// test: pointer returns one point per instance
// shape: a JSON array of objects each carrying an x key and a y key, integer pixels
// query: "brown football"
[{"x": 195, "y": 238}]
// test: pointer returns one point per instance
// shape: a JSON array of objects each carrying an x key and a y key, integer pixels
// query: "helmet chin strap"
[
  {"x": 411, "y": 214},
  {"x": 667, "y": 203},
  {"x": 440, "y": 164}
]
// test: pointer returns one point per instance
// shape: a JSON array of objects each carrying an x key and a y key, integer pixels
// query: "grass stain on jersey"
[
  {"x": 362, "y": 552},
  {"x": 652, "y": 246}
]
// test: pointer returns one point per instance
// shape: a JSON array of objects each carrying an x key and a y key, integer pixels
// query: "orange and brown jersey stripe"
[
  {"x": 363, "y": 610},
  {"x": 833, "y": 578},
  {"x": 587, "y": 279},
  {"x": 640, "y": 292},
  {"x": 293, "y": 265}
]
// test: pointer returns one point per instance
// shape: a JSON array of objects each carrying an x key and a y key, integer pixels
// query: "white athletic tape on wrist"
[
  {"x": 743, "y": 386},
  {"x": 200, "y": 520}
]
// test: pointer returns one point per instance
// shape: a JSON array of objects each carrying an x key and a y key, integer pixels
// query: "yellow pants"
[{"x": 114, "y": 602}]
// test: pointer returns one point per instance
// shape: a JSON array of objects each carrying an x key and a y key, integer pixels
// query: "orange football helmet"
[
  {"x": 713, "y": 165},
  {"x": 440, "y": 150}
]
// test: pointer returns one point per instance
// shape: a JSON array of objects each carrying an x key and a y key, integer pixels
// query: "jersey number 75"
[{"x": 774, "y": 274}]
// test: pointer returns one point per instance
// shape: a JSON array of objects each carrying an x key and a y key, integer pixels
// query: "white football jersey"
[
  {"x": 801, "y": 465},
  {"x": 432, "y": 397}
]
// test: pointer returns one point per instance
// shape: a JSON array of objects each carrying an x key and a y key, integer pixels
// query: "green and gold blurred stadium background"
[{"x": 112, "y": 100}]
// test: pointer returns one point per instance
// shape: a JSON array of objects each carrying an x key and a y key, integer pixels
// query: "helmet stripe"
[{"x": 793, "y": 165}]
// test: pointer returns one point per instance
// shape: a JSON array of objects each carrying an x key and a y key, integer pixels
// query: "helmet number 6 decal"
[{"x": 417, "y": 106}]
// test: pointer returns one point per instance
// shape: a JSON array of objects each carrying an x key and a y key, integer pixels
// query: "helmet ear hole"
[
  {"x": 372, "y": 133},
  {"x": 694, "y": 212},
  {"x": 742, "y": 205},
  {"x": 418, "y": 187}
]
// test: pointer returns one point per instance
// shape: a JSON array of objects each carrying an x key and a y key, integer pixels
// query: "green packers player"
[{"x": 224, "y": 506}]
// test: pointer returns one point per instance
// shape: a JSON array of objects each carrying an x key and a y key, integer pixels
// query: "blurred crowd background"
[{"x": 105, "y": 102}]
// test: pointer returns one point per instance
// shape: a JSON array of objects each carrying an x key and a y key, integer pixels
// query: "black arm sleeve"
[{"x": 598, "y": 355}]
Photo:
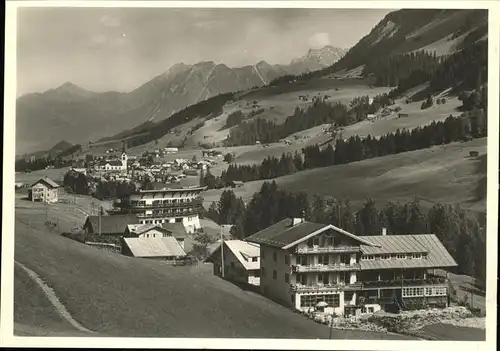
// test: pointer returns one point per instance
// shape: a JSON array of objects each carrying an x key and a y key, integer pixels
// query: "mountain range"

Task statement =>
Would you return the whole listing above exactly as written, skipping any image?

Result of the exercise =>
// test: pointer returns one point per instance
// shape: a JSON array of objects each carrying an x key and a y key, integer pixels
// query: "brown football"
[{"x": 195, "y": 238}]
// test: pointer returns one point per instance
// shape: a JSON array of objects each carrying an x key and a y key, integer pixels
// query: "helmet chin strap"
[
  {"x": 411, "y": 214},
  {"x": 667, "y": 203},
  {"x": 440, "y": 164}
]
// test: pointer returns one point per instance
// shape: a JSON array of objects each carrying an x key and a y key, integer pixels
// query: "grass stain on jersey"
[
  {"x": 362, "y": 552},
  {"x": 652, "y": 246}
]
// test: pointer returns one point per instance
// shape: a JSON array of objects each carrying an x key and a y key, integer pixels
// query: "orange and brown jersey stripe"
[
  {"x": 363, "y": 610},
  {"x": 833, "y": 578},
  {"x": 587, "y": 279},
  {"x": 640, "y": 292},
  {"x": 293, "y": 265}
]
// test: pointer returns one point per instance
// shape: a JSON array of objects each carrying an x key and a y key, integer pixels
// query: "white athletic tape on wrist"
[
  {"x": 743, "y": 386},
  {"x": 200, "y": 520}
]
// test: pointer returns one point per instance
// shape: a JSON array of objects each carrying an x key and a y key, integer pixels
// query: "yellow pants"
[{"x": 114, "y": 602}]
// test: pointer returns one point per instance
// shape: a JSON array of objects each carrying an x key and a y key, integer pixels
// query: "orange football helmet"
[
  {"x": 713, "y": 165},
  {"x": 440, "y": 150}
]
// test: pointer returns one point per instance
// shape: a JSON array of objects each carrying an x key and a y key, integer pixels
// query: "jersey number 75"
[{"x": 774, "y": 274}]
// test: pointer returns one point per instance
// shape: a JSON array of objects each carrying an x key and a y key, integer pixels
// query: "white football jersey"
[
  {"x": 801, "y": 465},
  {"x": 432, "y": 397}
]
// test: pointer returns one point per instance
// shape: a JSON array of objects each carrying an x key and a y key, integer pixels
// query: "green and gold blurred stadium background"
[{"x": 112, "y": 100}]
// test: pointer returns one point per instance
// shape: a JSON array of objects each carrying an x key and a y key, integer pixels
// query: "helmet stripe"
[{"x": 793, "y": 165}]
// test: pointer returns one point per instance
// shape: a JSON array of objects each carrying an x key and a y key, integer pixels
// query: "helmet number 6 decal"
[{"x": 417, "y": 106}]
// test: pointer returns one point per instance
// shape: a JSON array of objects each carrying an x key and a y key, integer pixels
// query: "helmet ear hole"
[
  {"x": 372, "y": 133},
  {"x": 694, "y": 212},
  {"x": 742, "y": 205},
  {"x": 418, "y": 187}
]
// test: pointer returns one point per instance
// shape: a JSON array of objects each carrying an x key and a y key, integer pixels
// query: "green packers player"
[{"x": 224, "y": 506}]
// test: pointer returns one point per instance
// shape: a JSON array of objects each carrying an x key and a y key, integer pixels
// query: "blurred crowd background"
[{"x": 105, "y": 102}]
// test: pointer returns one point per instance
// shape: a JSON array of objects each carrying an x key and a y key, integer pixels
// query: "black arm sleeve"
[{"x": 598, "y": 355}]
Photo:
// test: pointer returns one point per instance
// shape: a JSON array of objects each carrying an x key and a y key, integer pixels
// query: "mountain range"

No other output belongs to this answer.